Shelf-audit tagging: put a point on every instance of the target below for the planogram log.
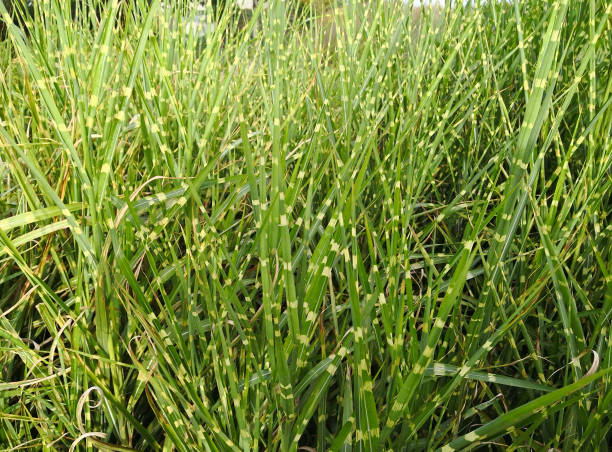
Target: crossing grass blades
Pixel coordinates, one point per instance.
(398, 240)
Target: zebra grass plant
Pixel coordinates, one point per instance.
(401, 241)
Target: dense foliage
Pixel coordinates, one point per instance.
(374, 227)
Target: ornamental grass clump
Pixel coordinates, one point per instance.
(266, 237)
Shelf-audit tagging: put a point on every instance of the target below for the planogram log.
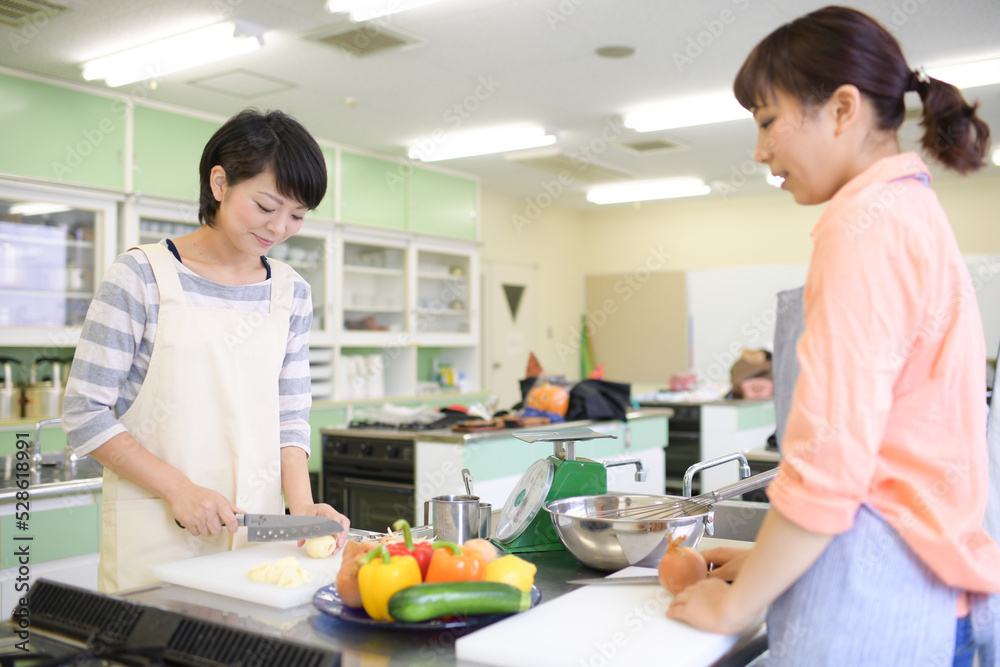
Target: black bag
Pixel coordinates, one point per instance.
(599, 400)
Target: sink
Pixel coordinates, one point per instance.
(53, 470)
(739, 519)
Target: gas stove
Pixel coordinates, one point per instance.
(445, 421)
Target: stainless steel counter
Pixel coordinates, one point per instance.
(54, 478)
(451, 437)
(365, 644)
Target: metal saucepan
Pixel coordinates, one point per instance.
(599, 532)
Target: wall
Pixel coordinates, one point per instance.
(695, 234)
(553, 242)
(768, 229)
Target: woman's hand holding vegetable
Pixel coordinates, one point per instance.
(202, 511)
(324, 510)
(725, 562)
(782, 553)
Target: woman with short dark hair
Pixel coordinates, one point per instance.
(190, 384)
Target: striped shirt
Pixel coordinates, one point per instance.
(112, 356)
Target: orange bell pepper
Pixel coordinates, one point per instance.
(451, 563)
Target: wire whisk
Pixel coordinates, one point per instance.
(653, 508)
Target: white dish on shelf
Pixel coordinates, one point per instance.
(320, 355)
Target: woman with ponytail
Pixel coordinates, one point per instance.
(873, 551)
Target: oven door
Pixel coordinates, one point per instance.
(372, 504)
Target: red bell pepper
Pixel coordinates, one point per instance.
(421, 552)
(451, 563)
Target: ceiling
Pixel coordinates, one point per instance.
(484, 63)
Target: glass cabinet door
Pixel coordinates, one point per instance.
(48, 262)
(443, 294)
(155, 229)
(308, 254)
(374, 287)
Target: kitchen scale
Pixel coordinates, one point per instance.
(523, 524)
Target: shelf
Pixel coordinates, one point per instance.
(454, 312)
(373, 309)
(442, 276)
(372, 270)
(20, 291)
(41, 240)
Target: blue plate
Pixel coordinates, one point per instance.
(328, 602)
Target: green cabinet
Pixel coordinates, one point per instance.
(56, 533)
(168, 148)
(59, 134)
(327, 208)
(443, 205)
(372, 191)
(388, 194)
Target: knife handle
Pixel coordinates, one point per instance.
(240, 519)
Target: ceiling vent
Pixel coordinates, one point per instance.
(364, 39)
(23, 12)
(651, 146)
(556, 162)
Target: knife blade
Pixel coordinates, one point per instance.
(651, 579)
(281, 527)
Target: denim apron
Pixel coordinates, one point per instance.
(868, 600)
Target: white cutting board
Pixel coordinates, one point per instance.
(225, 573)
(598, 626)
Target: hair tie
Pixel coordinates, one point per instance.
(917, 77)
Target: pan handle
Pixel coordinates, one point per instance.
(750, 483)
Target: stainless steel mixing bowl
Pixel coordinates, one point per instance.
(600, 533)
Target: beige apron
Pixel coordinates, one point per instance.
(209, 407)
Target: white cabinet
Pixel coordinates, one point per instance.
(408, 315)
(55, 244)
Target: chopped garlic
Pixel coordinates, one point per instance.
(285, 572)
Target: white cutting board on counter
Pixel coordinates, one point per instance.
(598, 626)
(225, 573)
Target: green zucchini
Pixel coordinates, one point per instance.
(466, 598)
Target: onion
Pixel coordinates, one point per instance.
(321, 547)
(681, 566)
(485, 547)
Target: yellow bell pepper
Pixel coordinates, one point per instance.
(382, 575)
(512, 570)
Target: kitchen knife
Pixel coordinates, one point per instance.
(281, 527)
(651, 579)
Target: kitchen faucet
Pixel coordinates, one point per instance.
(36, 446)
(710, 463)
(640, 470)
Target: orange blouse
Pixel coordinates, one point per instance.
(890, 406)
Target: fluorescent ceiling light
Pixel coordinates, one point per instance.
(366, 10)
(172, 54)
(703, 110)
(448, 146)
(968, 75)
(37, 208)
(646, 190)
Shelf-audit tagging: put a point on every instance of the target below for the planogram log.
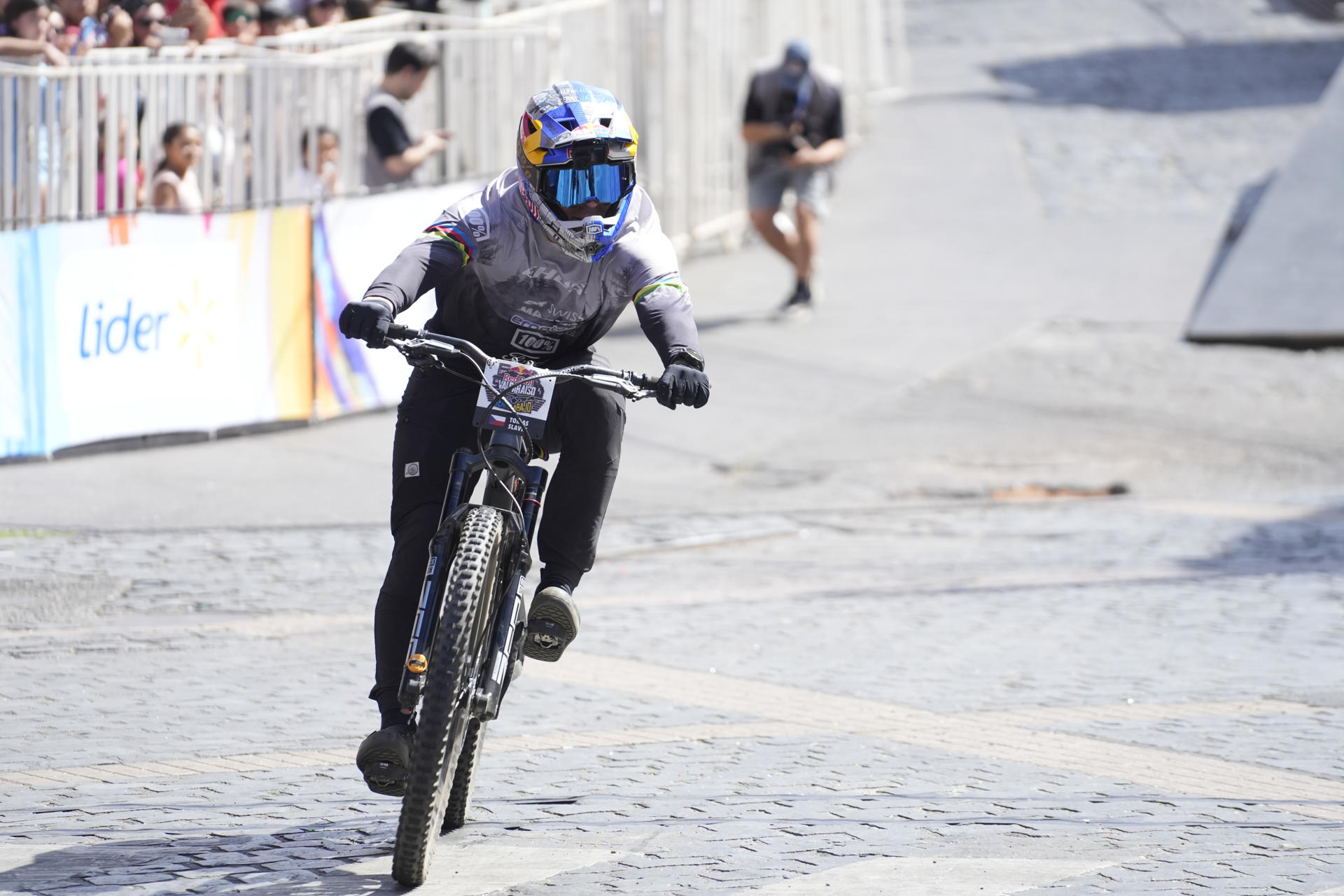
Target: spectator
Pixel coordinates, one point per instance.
(326, 13)
(122, 167)
(393, 152)
(276, 18)
(118, 29)
(794, 128)
(27, 31)
(80, 14)
(308, 184)
(175, 187)
(242, 20)
(147, 24)
(198, 19)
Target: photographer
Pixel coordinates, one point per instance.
(796, 132)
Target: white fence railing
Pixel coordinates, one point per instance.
(680, 66)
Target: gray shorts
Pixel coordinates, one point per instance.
(765, 187)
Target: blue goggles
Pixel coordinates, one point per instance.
(605, 182)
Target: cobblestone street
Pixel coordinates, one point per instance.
(873, 622)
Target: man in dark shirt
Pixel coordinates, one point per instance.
(394, 153)
(794, 130)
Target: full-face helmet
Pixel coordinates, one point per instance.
(575, 149)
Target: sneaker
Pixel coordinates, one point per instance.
(802, 298)
(385, 757)
(553, 624)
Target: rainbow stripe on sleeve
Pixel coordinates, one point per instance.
(648, 289)
(454, 237)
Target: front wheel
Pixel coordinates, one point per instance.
(445, 713)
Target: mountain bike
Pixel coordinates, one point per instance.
(470, 624)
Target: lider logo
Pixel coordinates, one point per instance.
(132, 328)
(111, 332)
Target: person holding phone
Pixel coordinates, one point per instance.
(794, 131)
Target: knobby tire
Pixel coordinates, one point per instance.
(445, 713)
(460, 797)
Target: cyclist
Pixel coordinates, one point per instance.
(537, 266)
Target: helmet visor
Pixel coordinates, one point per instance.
(605, 182)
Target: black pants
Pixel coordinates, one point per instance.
(433, 421)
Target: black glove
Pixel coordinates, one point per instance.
(682, 384)
(368, 320)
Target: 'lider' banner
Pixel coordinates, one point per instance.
(153, 324)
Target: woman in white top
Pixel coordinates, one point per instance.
(175, 186)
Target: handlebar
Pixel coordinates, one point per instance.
(419, 342)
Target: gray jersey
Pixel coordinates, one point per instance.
(503, 285)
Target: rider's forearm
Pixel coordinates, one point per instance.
(831, 150)
(417, 270)
(664, 314)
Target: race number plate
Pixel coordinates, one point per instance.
(530, 396)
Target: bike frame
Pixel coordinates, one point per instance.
(515, 486)
(518, 481)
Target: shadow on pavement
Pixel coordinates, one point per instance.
(1282, 547)
(332, 856)
(1189, 78)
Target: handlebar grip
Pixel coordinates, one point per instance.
(397, 331)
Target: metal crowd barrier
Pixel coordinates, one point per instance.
(682, 66)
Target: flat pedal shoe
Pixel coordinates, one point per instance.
(385, 758)
(553, 624)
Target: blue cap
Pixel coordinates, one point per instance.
(797, 50)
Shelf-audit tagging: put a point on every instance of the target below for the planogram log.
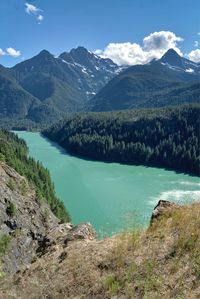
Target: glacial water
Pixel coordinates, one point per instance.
(110, 196)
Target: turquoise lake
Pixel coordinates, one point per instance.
(110, 196)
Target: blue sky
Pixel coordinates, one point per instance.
(116, 28)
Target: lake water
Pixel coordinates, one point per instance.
(110, 196)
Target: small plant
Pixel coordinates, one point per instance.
(4, 243)
(11, 184)
(24, 187)
(111, 285)
(2, 158)
(11, 209)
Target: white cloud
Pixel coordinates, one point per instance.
(32, 9)
(40, 18)
(12, 52)
(154, 46)
(2, 52)
(194, 55)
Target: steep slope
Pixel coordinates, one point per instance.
(14, 152)
(63, 84)
(172, 80)
(14, 100)
(165, 137)
(92, 71)
(27, 225)
(161, 262)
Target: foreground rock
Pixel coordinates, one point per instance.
(28, 225)
(62, 261)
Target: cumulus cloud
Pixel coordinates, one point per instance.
(40, 18)
(32, 9)
(2, 52)
(154, 46)
(12, 52)
(194, 55)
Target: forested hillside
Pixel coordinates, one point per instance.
(172, 80)
(166, 137)
(14, 152)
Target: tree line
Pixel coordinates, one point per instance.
(166, 137)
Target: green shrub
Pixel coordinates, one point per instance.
(4, 243)
(11, 209)
(11, 184)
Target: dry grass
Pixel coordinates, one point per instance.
(161, 262)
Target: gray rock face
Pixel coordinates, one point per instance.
(160, 209)
(27, 226)
(32, 229)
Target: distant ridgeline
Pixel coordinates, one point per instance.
(14, 152)
(166, 137)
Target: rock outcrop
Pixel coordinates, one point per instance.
(161, 208)
(30, 225)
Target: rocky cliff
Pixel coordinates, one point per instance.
(45, 259)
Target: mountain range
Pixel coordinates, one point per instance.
(171, 80)
(45, 88)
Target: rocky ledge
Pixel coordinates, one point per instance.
(27, 225)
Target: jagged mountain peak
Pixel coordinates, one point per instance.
(173, 58)
(44, 52)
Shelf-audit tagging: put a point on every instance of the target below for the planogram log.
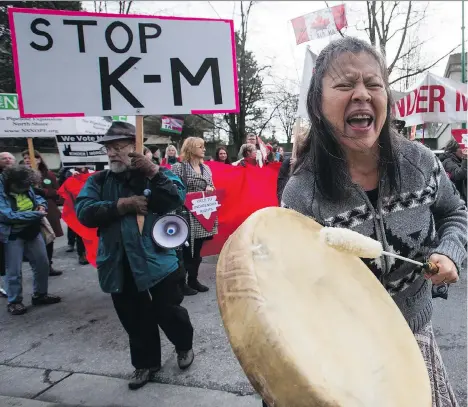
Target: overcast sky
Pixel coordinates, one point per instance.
(271, 37)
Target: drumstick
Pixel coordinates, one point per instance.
(359, 245)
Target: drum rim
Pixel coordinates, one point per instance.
(237, 342)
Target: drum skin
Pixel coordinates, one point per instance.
(312, 326)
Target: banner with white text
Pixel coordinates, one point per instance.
(433, 100)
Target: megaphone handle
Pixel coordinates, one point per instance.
(141, 218)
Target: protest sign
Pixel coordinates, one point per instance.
(93, 64)
(83, 146)
(172, 125)
(433, 100)
(12, 125)
(204, 206)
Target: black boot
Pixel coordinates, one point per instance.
(187, 290)
(196, 285)
(139, 378)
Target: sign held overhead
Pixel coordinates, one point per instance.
(92, 64)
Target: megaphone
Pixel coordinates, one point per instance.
(170, 231)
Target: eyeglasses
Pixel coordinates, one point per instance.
(115, 149)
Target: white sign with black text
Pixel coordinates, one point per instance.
(92, 64)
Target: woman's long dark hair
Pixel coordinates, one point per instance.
(42, 166)
(320, 151)
(228, 161)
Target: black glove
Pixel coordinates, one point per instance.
(134, 204)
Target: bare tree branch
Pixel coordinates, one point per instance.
(417, 72)
(409, 26)
(326, 3)
(390, 68)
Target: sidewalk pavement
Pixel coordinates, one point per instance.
(76, 353)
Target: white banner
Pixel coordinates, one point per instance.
(433, 100)
(93, 64)
(12, 125)
(309, 67)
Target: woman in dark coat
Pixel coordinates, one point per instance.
(48, 189)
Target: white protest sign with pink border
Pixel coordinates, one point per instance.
(71, 64)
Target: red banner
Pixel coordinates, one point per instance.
(204, 206)
(241, 191)
(69, 191)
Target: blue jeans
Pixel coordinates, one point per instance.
(35, 251)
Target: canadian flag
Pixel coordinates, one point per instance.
(319, 24)
(307, 72)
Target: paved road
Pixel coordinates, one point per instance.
(76, 352)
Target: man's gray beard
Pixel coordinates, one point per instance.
(118, 167)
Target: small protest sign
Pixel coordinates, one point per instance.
(204, 206)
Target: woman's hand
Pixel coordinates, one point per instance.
(447, 270)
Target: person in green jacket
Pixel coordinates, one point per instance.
(142, 278)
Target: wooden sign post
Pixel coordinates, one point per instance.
(139, 149)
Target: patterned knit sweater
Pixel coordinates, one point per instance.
(426, 217)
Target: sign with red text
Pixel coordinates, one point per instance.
(96, 64)
(461, 137)
(172, 125)
(204, 206)
(320, 24)
(13, 125)
(433, 100)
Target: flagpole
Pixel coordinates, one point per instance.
(463, 61)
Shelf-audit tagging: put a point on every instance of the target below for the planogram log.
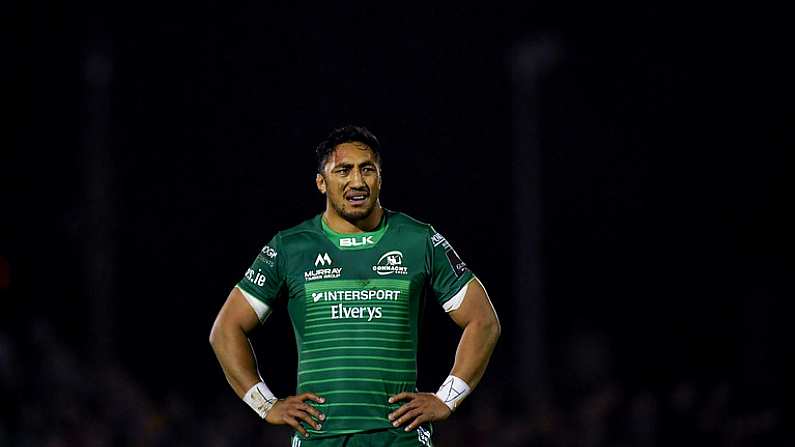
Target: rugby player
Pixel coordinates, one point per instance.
(354, 279)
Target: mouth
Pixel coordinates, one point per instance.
(357, 198)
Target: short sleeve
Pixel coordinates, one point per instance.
(449, 274)
(265, 278)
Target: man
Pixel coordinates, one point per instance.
(354, 279)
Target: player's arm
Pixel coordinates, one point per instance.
(230, 342)
(481, 329)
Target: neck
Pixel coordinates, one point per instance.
(342, 225)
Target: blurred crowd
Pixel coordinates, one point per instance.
(53, 398)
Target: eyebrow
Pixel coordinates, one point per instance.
(350, 165)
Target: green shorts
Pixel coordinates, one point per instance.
(421, 437)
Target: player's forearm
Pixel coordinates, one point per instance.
(234, 353)
(474, 350)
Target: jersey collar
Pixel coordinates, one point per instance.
(356, 241)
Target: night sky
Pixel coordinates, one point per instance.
(664, 156)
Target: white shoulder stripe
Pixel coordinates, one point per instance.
(455, 302)
(261, 309)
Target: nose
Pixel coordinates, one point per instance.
(356, 179)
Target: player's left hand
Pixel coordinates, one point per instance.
(420, 408)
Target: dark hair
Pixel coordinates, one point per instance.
(346, 134)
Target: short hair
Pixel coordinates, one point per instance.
(346, 134)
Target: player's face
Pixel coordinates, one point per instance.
(351, 181)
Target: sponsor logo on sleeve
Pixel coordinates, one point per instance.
(459, 266)
(267, 255)
(257, 278)
(437, 239)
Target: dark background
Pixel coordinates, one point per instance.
(152, 149)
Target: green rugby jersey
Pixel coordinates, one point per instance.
(355, 304)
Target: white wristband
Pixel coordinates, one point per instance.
(260, 399)
(453, 391)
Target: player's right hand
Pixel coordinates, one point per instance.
(292, 410)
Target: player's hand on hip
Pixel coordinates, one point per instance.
(419, 408)
(293, 410)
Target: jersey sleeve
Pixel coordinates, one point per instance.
(265, 279)
(449, 274)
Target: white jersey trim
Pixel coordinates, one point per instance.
(455, 301)
(261, 309)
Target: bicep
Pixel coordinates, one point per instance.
(476, 306)
(237, 312)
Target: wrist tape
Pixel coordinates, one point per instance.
(260, 399)
(453, 391)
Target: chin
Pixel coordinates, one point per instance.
(356, 214)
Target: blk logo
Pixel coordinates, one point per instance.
(323, 259)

▬▬▬▬▬▬

Reproduce the entries verbatim from the line containing "Target: chin" through the final line of the entries, including both.

Target: chin
Pixel coordinates, one point per instance.
(356, 214)
Target: blk logo
Pixel coordinates, one point per instance.
(323, 259)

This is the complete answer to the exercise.